┌─ Data records
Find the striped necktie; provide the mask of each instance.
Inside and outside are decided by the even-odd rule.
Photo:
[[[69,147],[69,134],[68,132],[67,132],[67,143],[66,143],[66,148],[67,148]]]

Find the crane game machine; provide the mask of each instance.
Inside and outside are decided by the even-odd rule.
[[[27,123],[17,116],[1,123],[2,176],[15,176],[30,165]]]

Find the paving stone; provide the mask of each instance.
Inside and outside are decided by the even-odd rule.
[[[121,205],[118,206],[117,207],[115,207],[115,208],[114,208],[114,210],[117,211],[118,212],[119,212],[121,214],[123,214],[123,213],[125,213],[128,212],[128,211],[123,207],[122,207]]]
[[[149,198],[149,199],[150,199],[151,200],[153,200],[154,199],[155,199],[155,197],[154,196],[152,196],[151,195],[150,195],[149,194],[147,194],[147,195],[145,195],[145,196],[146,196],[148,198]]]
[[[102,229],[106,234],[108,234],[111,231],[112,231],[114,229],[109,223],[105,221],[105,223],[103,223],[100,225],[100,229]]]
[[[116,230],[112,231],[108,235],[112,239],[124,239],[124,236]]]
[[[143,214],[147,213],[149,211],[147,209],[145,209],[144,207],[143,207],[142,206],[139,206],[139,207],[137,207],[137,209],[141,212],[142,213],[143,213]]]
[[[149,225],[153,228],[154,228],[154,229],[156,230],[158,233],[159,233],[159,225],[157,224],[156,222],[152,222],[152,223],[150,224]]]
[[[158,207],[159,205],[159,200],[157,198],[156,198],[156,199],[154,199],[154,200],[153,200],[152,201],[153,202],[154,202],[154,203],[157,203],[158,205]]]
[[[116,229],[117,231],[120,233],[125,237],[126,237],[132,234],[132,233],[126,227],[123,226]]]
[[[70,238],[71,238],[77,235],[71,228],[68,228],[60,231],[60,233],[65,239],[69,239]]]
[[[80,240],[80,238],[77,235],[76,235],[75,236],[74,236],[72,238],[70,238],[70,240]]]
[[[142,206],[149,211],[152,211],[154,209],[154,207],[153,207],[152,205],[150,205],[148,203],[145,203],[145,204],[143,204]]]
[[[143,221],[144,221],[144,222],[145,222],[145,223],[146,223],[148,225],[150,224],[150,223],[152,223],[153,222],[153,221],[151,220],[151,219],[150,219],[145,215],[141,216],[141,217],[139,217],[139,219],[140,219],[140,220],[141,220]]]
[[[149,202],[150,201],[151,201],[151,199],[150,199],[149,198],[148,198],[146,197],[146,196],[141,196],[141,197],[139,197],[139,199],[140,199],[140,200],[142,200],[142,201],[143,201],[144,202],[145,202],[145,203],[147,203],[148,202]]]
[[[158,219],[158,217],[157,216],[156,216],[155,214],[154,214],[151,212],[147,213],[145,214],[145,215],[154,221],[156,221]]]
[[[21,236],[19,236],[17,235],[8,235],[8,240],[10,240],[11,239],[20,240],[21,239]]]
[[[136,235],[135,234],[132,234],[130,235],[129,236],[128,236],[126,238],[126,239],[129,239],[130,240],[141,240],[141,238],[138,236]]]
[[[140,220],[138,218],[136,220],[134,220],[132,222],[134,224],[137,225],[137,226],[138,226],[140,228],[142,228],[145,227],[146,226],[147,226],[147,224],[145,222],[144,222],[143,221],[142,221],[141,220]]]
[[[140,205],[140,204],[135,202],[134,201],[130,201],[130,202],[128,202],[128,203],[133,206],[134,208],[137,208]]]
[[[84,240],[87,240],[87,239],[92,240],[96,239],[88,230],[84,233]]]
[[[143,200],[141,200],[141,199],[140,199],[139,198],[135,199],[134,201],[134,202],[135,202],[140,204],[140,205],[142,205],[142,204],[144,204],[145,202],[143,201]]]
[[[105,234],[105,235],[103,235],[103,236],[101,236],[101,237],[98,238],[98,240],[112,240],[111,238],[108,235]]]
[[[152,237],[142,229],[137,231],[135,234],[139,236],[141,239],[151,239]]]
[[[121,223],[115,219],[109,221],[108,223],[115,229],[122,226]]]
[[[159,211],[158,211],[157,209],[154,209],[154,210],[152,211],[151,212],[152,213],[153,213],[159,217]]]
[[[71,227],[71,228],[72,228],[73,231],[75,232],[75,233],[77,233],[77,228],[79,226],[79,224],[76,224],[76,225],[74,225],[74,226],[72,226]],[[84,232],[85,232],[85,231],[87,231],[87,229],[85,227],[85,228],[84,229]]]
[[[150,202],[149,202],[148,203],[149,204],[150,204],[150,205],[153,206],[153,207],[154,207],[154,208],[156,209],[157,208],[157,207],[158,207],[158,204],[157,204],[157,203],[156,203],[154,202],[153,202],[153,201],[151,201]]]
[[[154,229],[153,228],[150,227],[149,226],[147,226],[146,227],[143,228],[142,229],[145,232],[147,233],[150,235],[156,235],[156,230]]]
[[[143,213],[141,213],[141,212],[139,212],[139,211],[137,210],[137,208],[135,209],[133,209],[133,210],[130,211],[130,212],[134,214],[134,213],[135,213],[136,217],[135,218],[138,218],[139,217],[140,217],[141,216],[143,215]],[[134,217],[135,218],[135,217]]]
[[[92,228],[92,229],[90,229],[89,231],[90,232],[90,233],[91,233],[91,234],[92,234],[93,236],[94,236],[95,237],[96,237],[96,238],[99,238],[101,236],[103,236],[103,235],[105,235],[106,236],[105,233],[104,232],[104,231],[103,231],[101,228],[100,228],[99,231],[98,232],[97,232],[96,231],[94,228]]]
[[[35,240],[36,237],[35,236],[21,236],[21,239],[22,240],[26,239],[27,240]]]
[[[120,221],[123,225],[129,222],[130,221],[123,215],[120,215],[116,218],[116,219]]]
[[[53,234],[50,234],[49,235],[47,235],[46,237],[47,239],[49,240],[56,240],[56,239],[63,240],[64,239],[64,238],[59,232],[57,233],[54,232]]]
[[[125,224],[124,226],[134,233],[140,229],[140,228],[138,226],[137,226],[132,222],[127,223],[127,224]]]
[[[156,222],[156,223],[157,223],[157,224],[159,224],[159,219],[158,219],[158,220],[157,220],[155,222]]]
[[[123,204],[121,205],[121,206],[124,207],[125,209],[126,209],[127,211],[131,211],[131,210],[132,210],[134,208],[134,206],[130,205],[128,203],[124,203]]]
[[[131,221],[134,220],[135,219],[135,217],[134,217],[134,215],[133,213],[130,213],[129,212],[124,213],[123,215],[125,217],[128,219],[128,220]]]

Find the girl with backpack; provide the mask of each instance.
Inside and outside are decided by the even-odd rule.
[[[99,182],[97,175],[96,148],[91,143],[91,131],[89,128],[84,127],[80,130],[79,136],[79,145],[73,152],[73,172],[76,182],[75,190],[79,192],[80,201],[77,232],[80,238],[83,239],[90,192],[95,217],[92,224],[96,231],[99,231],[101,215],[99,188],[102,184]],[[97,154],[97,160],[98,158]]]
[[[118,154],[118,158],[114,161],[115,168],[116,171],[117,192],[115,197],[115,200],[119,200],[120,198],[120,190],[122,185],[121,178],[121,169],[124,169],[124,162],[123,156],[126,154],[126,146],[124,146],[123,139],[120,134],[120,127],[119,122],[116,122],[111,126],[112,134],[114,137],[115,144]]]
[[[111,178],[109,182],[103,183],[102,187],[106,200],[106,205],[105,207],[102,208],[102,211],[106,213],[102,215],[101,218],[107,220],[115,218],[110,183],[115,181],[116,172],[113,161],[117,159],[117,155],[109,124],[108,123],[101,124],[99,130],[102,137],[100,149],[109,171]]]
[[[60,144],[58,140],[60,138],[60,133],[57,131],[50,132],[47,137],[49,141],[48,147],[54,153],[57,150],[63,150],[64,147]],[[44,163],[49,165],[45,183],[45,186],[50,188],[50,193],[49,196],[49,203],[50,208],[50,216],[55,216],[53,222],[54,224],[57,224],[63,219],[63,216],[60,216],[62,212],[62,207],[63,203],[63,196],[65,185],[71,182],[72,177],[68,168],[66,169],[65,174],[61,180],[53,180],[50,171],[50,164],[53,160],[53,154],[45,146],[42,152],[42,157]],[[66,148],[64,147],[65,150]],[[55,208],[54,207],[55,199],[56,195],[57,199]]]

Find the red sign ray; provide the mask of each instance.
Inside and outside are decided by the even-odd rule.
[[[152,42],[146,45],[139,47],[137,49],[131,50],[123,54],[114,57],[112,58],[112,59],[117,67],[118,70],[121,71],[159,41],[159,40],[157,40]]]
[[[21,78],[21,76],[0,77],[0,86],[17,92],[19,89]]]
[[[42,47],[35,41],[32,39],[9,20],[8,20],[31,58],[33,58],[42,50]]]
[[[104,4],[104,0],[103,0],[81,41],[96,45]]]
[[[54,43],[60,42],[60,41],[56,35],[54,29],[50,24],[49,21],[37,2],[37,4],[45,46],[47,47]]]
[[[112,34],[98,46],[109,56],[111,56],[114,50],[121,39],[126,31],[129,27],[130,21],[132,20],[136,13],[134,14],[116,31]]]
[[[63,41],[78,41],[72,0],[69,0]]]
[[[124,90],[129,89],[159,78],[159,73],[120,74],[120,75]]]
└─
┌─ Data records
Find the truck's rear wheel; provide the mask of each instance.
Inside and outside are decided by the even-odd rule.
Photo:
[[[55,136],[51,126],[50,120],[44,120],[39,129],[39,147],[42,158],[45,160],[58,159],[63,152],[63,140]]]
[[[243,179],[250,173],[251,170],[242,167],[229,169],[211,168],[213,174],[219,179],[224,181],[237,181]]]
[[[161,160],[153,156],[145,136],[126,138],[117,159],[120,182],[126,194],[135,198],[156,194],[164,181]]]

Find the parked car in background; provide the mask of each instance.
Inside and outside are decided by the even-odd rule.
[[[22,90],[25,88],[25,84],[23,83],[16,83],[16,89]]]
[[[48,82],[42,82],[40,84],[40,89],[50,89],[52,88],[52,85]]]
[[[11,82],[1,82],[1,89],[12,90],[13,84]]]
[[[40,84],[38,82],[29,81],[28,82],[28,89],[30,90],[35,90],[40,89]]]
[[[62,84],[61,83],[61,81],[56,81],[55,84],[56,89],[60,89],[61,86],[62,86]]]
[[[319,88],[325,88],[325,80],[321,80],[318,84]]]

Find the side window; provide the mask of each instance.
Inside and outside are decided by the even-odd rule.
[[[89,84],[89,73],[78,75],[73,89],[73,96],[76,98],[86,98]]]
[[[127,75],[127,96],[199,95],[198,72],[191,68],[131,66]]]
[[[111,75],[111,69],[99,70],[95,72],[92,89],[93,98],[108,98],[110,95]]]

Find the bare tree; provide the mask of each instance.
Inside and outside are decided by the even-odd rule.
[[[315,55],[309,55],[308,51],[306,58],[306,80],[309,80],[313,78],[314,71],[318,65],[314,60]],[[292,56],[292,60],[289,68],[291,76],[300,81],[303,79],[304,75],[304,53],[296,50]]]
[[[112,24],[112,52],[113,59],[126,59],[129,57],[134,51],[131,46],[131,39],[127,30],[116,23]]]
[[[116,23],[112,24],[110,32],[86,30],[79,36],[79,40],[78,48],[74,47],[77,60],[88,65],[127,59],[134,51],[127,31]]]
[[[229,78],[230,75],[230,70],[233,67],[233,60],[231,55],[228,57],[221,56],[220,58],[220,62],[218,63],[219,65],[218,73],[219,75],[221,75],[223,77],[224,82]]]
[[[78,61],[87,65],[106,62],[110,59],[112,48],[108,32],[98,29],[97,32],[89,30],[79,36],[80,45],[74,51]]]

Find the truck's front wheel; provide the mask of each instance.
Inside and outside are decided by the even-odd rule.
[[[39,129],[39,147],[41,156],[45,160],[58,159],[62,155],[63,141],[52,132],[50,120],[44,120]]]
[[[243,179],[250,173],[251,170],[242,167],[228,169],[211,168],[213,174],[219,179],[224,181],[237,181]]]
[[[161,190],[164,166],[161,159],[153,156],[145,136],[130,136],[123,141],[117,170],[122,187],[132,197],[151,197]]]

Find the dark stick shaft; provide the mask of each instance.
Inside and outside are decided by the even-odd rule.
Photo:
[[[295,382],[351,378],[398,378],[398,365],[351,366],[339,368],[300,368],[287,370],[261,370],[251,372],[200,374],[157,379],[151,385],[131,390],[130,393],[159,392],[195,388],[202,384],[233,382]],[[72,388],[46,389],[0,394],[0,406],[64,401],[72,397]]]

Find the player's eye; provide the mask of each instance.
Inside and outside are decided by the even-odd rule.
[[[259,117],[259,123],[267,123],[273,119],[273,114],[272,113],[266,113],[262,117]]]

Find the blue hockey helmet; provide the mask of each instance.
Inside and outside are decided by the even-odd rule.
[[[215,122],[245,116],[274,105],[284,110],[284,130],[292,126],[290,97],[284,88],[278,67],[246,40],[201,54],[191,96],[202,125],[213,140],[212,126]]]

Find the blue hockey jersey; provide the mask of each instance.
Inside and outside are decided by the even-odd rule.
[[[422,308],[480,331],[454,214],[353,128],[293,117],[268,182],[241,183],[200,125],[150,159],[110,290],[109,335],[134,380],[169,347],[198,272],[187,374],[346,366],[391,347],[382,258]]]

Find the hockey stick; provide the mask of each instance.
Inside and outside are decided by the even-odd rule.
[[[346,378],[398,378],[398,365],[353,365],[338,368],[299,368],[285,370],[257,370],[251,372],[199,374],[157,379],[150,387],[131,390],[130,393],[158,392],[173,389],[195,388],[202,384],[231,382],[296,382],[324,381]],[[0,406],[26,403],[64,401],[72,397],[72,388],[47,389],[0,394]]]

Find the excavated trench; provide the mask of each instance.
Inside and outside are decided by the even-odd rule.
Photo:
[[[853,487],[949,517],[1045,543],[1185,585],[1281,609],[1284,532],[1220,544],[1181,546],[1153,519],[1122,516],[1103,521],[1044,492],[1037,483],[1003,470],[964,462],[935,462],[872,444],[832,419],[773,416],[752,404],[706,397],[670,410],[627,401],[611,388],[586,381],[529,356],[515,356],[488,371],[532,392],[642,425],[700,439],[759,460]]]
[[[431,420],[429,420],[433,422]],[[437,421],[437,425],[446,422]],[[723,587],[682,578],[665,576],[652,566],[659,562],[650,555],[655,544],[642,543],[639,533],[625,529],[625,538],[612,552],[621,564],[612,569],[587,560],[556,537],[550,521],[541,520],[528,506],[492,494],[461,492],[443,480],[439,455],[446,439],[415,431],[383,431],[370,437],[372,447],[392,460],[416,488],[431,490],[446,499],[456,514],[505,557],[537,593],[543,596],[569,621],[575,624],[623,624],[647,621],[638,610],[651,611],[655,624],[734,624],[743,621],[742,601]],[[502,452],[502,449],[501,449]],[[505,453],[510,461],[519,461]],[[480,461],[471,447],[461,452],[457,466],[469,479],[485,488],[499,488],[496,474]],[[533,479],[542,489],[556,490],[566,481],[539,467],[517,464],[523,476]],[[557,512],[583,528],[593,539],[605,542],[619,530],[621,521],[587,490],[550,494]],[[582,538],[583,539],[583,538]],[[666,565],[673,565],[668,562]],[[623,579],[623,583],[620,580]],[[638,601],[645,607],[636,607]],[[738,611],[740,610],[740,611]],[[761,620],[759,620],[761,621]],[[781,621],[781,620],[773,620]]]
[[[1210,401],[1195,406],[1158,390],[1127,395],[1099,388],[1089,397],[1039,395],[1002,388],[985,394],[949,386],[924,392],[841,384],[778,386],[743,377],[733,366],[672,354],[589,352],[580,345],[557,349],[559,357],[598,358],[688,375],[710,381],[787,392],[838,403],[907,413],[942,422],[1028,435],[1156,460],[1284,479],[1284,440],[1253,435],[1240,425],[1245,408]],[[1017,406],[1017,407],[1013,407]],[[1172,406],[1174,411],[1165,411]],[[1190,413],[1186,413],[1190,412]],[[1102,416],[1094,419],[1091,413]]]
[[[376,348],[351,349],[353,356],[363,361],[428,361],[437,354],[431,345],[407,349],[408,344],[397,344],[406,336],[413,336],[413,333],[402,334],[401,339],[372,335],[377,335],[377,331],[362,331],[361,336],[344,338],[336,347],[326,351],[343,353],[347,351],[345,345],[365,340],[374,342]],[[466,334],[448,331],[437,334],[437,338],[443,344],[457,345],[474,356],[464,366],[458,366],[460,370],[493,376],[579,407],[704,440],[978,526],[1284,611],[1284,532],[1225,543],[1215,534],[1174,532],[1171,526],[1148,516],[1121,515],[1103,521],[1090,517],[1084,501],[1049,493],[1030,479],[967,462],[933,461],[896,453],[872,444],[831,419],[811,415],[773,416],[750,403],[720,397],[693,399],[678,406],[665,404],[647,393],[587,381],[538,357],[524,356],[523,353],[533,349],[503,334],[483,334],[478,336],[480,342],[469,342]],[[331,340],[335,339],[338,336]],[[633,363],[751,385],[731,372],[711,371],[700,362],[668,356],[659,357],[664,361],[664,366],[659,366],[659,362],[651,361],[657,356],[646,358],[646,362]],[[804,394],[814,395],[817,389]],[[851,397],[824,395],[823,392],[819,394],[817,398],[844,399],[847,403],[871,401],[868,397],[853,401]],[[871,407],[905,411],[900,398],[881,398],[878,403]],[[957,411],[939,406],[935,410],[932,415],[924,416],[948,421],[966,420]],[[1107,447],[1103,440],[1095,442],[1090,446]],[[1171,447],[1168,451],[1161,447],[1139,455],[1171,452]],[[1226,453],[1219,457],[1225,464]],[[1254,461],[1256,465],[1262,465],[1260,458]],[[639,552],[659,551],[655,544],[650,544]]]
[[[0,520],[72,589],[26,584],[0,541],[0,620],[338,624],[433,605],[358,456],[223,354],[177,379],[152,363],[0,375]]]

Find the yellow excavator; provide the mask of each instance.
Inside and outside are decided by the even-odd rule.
└─
Pick out every line in the items above that contains the string "stick", and copy each one. Case counts.

Find the dark stick shaft; provide the mask of each instance.
Find the hockey stick; provide the mask of each instance.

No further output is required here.